Things to do:
• a. In the passage about the column on Stephen Gately's death, copy word for word everything from "After all, Stephen" to "he was gay’.".
• b. In the passage about the column on Stephen Gately's death, what cause of death were people told about before the toxicology results were released?
• c. Continue the passage about the column on Stephen Gately's death, starting after its last sentence.

━━━ Selected text ━━━

To my horror, [the column] has been widely condemned as ‘homophobic’ and ‘hateful’. Obviously, a great deal of offence has been taken and I regret any affront caused. This was never my intention.
To be the focus of such depth of feeling has been an interesting experience, but I do not complain. After all, I am not – unlike those close to Stephen Gately – mourning for the loss of a much-loved partner, son, family member and close friend.
To them, I would like to say sorry if I have caused distress by the insensitive timing of the column, published so close to the funeral.
The point of my article was to suggest that, in my honest opinion, Stephen Gately’s death raised many unanswered questions. What had really gone on?
After all, Stephen was a role model for the young and if drugs were somehow involved in his death, as news reports suggested, should that not be a matter of public interest?
We were told that Stephen died of ‘natural causes’ even before toxicology results had been released. This struck me as bizarre, given the circumstances.
Absolutely none of this had anything to do with his sexuality. If he had been a heterosexual member of a boy band, I would have written exactly the same article.
Yet despite this, many have interpreted my words as a ‘bigoted rant’ and suggested that my motive was to insinuate that Stephen died ‘because he was gay’.

━━━ Given data ━━━

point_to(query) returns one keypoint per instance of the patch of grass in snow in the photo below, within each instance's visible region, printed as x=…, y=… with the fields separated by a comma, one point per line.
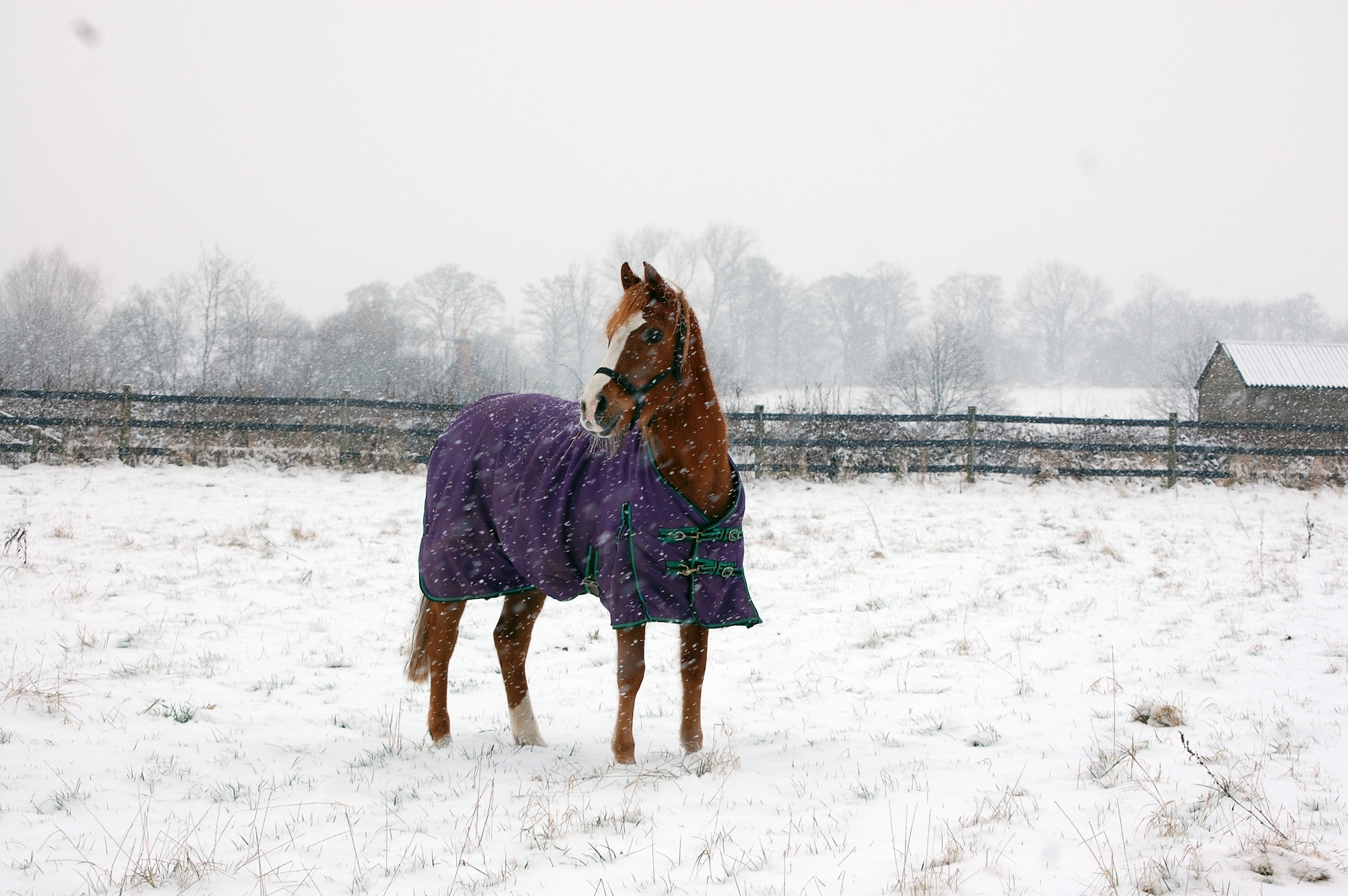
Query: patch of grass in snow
x=1159, y=713
x=272, y=684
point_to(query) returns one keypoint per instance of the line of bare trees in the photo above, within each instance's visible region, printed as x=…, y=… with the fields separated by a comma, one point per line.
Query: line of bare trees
x=444, y=336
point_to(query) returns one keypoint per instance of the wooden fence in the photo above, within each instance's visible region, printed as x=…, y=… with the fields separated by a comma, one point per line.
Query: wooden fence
x=374, y=435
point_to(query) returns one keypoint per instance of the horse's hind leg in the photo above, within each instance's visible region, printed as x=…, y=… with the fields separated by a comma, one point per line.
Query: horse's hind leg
x=513, y=634
x=694, y=669
x=433, y=645
x=632, y=670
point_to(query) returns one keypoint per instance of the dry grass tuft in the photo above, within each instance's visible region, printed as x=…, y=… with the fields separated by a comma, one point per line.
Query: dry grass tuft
x=1157, y=713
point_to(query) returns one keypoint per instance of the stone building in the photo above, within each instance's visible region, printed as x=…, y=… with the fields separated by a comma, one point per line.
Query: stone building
x=1276, y=383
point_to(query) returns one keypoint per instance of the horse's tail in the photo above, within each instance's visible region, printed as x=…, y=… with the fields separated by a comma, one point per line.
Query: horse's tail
x=419, y=655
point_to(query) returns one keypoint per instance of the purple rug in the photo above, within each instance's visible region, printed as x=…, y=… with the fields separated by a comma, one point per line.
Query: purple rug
x=520, y=497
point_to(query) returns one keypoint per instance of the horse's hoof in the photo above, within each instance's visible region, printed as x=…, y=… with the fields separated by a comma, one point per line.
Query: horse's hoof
x=537, y=740
x=524, y=727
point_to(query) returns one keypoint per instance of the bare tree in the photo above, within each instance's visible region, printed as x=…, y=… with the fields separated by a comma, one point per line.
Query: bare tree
x=146, y=338
x=365, y=348
x=940, y=371
x=564, y=313
x=452, y=301
x=723, y=250
x=212, y=288
x=253, y=321
x=1060, y=307
x=866, y=316
x=896, y=298
x=48, y=305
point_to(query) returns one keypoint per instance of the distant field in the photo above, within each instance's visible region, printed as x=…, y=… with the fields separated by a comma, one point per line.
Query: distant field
x=975, y=689
x=1043, y=401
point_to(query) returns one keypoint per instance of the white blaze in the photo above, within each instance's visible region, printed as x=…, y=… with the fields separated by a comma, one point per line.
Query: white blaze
x=615, y=351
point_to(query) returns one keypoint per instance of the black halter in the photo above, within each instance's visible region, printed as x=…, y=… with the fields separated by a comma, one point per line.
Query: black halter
x=675, y=370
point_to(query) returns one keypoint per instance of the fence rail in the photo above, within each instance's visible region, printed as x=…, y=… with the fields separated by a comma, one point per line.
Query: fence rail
x=369, y=433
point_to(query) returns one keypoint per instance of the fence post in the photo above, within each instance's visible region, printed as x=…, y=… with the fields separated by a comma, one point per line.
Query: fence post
x=758, y=441
x=1172, y=457
x=969, y=452
x=125, y=436
x=344, y=437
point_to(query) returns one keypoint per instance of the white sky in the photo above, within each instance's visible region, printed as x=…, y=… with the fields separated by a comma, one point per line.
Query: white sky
x=336, y=143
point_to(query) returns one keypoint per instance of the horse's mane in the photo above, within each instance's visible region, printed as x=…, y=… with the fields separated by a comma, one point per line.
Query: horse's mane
x=634, y=301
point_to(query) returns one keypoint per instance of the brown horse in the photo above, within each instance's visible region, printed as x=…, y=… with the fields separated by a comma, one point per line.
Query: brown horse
x=656, y=381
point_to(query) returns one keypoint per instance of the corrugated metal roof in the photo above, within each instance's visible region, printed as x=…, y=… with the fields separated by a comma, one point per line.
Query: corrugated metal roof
x=1307, y=364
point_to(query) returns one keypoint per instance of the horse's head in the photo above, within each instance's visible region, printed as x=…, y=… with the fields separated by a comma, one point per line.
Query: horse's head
x=649, y=338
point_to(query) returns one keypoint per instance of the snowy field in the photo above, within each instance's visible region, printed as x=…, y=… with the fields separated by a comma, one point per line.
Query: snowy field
x=1040, y=401
x=203, y=691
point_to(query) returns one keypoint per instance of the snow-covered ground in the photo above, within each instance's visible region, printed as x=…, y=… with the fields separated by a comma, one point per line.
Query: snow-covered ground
x=203, y=689
x=1041, y=401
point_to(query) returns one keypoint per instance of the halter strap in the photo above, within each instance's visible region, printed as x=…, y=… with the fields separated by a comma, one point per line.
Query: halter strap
x=675, y=370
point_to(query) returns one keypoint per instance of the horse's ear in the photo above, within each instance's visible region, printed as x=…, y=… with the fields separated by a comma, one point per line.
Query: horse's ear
x=654, y=284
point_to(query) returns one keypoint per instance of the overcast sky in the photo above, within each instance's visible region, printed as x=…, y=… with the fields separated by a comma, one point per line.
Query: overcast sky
x=335, y=143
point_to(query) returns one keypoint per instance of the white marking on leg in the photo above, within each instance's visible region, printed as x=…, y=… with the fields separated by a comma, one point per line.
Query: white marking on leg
x=598, y=382
x=524, y=727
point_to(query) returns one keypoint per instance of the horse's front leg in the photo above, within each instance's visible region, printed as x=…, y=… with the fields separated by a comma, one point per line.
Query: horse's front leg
x=694, y=669
x=632, y=670
x=432, y=649
x=513, y=634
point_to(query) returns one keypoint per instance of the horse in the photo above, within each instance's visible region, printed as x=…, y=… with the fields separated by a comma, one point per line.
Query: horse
x=629, y=495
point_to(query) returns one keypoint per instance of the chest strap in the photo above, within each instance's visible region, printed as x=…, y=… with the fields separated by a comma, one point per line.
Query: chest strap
x=700, y=536
x=703, y=568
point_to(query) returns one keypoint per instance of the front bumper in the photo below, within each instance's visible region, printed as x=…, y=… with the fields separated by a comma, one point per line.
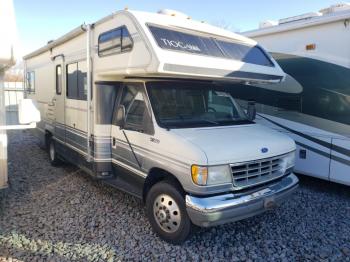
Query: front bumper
x=216, y=210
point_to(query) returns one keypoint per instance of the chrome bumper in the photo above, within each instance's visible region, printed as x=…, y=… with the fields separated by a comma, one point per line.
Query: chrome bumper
x=216, y=210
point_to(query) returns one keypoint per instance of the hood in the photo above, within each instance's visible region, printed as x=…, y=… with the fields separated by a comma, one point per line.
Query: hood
x=223, y=145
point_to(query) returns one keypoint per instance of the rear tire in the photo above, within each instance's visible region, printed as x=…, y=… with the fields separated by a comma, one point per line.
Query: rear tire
x=166, y=211
x=53, y=156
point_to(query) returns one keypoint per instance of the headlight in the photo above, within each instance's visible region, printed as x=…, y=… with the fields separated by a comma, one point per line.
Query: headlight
x=211, y=175
x=289, y=160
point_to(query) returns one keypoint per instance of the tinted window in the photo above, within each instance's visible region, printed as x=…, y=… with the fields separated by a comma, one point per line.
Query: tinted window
x=114, y=41
x=248, y=54
x=72, y=81
x=31, y=82
x=77, y=81
x=58, y=80
x=135, y=106
x=82, y=80
x=175, y=40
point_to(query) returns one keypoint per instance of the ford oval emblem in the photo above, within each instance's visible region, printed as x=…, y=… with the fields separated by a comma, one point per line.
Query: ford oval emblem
x=264, y=150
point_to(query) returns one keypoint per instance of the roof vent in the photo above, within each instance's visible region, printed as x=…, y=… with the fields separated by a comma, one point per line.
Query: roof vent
x=299, y=17
x=335, y=8
x=267, y=23
x=173, y=13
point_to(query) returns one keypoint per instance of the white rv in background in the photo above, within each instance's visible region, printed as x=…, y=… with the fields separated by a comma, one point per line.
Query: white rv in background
x=138, y=99
x=313, y=104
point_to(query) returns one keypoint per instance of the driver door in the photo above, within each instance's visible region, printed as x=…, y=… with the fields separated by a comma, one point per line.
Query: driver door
x=129, y=143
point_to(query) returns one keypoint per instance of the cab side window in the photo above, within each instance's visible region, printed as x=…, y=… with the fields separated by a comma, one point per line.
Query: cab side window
x=137, y=115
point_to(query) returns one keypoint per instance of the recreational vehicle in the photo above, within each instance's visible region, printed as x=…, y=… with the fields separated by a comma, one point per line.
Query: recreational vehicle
x=137, y=99
x=313, y=104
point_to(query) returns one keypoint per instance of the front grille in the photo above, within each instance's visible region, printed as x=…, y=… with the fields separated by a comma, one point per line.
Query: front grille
x=256, y=172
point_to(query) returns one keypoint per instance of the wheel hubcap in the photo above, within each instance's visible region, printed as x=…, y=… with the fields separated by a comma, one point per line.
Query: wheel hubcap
x=167, y=213
x=52, y=151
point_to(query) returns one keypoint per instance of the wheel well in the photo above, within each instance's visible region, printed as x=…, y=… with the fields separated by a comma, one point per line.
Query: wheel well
x=156, y=175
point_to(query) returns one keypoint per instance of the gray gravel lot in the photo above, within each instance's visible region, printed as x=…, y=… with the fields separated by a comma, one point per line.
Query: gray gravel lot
x=61, y=214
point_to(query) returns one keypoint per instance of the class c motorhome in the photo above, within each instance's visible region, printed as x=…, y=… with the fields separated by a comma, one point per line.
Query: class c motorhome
x=313, y=105
x=137, y=99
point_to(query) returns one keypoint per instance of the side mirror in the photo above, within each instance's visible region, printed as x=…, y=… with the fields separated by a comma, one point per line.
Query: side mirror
x=28, y=112
x=251, y=110
x=121, y=116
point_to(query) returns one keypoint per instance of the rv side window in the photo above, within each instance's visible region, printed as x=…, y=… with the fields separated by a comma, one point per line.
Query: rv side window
x=137, y=114
x=114, y=41
x=58, y=79
x=77, y=81
x=31, y=82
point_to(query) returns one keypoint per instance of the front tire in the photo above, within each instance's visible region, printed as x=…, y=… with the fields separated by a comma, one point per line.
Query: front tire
x=53, y=156
x=166, y=211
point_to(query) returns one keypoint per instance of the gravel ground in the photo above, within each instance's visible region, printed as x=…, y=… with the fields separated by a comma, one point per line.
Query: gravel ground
x=60, y=214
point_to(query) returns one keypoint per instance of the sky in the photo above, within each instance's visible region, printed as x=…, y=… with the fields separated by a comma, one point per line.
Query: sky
x=39, y=21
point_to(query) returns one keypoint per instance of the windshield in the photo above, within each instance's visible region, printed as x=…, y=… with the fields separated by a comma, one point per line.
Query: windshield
x=190, y=104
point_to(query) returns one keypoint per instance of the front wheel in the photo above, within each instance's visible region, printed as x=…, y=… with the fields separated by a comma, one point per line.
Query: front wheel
x=166, y=211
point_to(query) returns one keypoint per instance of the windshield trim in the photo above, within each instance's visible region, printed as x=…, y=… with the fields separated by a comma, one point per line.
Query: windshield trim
x=193, y=125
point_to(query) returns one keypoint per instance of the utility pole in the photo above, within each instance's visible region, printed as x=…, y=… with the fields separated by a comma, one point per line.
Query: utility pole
x=8, y=39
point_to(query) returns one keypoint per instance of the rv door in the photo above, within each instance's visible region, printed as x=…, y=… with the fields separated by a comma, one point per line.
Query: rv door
x=58, y=101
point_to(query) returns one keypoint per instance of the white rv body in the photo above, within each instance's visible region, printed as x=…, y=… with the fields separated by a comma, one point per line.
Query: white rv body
x=144, y=66
x=314, y=106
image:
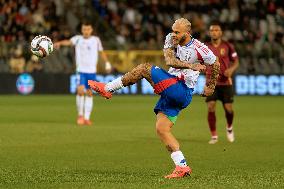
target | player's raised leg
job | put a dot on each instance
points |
(163, 128)
(88, 106)
(141, 71)
(80, 100)
(229, 117)
(211, 118)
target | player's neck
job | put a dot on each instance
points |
(216, 42)
(186, 42)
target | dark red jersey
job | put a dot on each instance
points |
(226, 54)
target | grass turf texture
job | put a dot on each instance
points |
(42, 147)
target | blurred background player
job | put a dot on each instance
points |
(183, 54)
(87, 49)
(224, 92)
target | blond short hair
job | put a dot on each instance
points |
(184, 22)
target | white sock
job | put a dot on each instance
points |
(88, 106)
(80, 104)
(178, 158)
(114, 85)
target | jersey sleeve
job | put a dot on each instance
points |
(206, 55)
(100, 46)
(233, 55)
(168, 42)
(74, 40)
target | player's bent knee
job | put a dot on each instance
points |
(89, 92)
(80, 90)
(162, 129)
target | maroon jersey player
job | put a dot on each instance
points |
(229, 62)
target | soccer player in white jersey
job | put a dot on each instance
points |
(186, 57)
(87, 49)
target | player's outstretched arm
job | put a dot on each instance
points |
(66, 42)
(172, 61)
(211, 83)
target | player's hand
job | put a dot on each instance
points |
(198, 67)
(108, 67)
(56, 45)
(207, 91)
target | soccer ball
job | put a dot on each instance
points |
(41, 46)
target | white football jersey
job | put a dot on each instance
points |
(87, 53)
(193, 52)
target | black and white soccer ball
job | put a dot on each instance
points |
(41, 46)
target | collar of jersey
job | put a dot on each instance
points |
(190, 42)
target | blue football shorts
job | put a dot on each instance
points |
(174, 98)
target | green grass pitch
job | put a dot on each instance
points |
(42, 147)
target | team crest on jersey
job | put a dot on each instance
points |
(222, 51)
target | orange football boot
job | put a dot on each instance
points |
(88, 122)
(80, 120)
(99, 88)
(180, 172)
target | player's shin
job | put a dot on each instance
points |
(229, 118)
(178, 158)
(80, 104)
(114, 85)
(88, 106)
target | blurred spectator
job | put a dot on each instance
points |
(17, 62)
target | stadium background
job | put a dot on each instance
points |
(42, 147)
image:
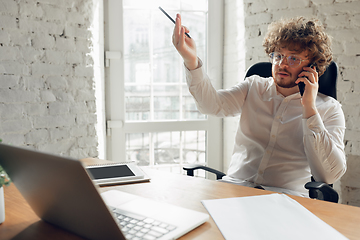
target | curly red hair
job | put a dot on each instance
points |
(301, 34)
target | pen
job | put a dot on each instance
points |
(172, 20)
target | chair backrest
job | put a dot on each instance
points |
(327, 81)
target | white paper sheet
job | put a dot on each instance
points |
(273, 216)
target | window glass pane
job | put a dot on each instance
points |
(154, 71)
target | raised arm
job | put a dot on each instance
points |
(184, 45)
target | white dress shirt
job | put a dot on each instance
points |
(274, 145)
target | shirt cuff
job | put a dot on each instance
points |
(194, 76)
(313, 124)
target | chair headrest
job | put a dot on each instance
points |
(327, 82)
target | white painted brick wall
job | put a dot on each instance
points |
(47, 100)
(341, 19)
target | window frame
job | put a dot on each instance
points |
(116, 125)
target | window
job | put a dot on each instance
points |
(152, 118)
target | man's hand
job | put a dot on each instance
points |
(311, 80)
(184, 45)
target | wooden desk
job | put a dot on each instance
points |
(184, 191)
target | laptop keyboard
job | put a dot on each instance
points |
(136, 227)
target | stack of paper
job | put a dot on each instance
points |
(273, 216)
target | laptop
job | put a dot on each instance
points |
(60, 192)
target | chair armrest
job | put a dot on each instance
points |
(191, 167)
(322, 191)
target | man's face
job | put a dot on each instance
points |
(285, 75)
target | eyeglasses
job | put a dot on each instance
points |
(293, 60)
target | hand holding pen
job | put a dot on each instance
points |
(183, 43)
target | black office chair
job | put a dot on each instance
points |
(327, 86)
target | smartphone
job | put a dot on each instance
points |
(301, 85)
(171, 19)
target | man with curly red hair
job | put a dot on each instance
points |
(284, 137)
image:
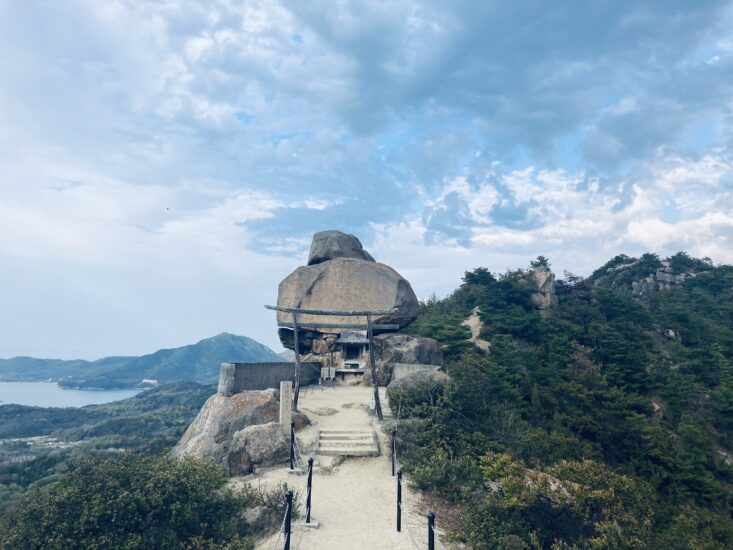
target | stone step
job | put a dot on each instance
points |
(347, 442)
(348, 451)
(354, 437)
(347, 431)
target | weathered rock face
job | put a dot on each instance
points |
(663, 279)
(391, 349)
(346, 284)
(258, 445)
(328, 245)
(544, 281)
(226, 420)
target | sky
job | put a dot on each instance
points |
(164, 163)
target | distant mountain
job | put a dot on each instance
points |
(197, 362)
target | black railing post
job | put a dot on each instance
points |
(431, 531)
(288, 518)
(310, 486)
(394, 450)
(399, 501)
(292, 445)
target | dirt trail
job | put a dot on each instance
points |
(354, 501)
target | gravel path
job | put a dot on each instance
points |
(353, 500)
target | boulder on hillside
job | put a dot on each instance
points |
(544, 281)
(257, 445)
(328, 245)
(218, 426)
(394, 348)
(347, 284)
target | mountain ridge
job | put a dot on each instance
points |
(197, 362)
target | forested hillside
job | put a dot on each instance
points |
(602, 420)
(197, 362)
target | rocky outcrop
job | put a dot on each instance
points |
(544, 283)
(346, 284)
(328, 245)
(391, 349)
(231, 431)
(258, 445)
(662, 279)
(475, 325)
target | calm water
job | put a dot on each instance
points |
(48, 394)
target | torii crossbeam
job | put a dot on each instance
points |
(294, 311)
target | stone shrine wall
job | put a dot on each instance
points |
(238, 377)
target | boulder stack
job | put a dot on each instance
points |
(342, 276)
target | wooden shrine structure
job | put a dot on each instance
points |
(369, 327)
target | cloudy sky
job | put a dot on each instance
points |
(163, 163)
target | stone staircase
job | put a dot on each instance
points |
(347, 442)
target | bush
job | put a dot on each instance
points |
(132, 501)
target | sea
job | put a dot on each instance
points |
(49, 394)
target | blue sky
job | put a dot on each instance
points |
(164, 163)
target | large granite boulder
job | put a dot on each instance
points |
(347, 284)
(258, 445)
(421, 386)
(328, 245)
(219, 423)
(390, 349)
(544, 281)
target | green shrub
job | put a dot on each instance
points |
(132, 501)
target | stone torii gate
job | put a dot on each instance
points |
(369, 327)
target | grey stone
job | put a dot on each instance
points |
(239, 377)
(544, 281)
(391, 349)
(328, 245)
(211, 432)
(346, 284)
(258, 445)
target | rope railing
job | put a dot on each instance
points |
(397, 471)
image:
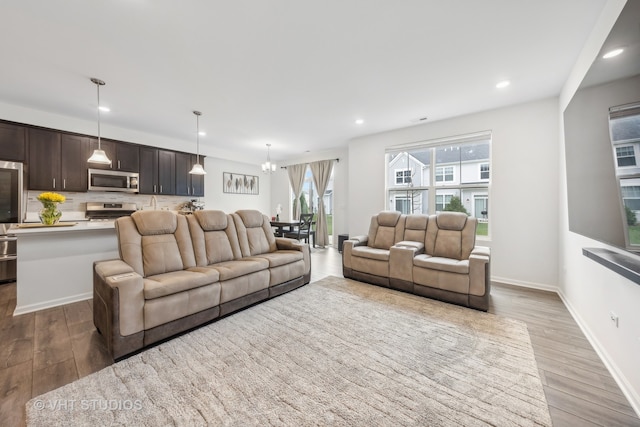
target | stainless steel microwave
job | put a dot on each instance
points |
(104, 180)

━━━

List of answers:
• a.
After all, Stephen was a role model for the young and if drugs were somehow involved in his death, as news reports suggested, should that not be a matter of public interest?
We were told that Stephen died of ‘natural causes’ even before toxicology results had been released. This struck me as bizarre, given the circumstances.
Absolutely none of this had anything to do with his sexuality. If he had been a heterosexual member of a boy band, I would have written exactly the same article.
Yet despite this, many have interpreted my words as a ‘bigoted rant’ and suggested that my motive was to insinuate that Stephen died ‘because he was gay’.

• b. Natural causes.

• c.
Anyone who knows me will vouch that I have never held such poisonous views.
[…] Indeed, I would stress that there was nothing in my article that could not be applied to a heterosexual couple as well as to a homosexual one.
This brings me back to the bile, the fury, the inflammatory hate mail and the repeated posting of my home address on the internet.
To say it was a hysterical overreaction would be putting it mildly, though clearly much of it was an orchestrated campaign by pressure groups and those with agendas of their own.
However, I accept that many people – on Twitter and elsewhere – were merely expressing their own personal and heartfelt opinions or grievances. This said, I can’t help wondering: is there a compulsion today to see bigotry and social intolerance where none exists by people who are determined to be outraged? Or was it a failure of communication on my part?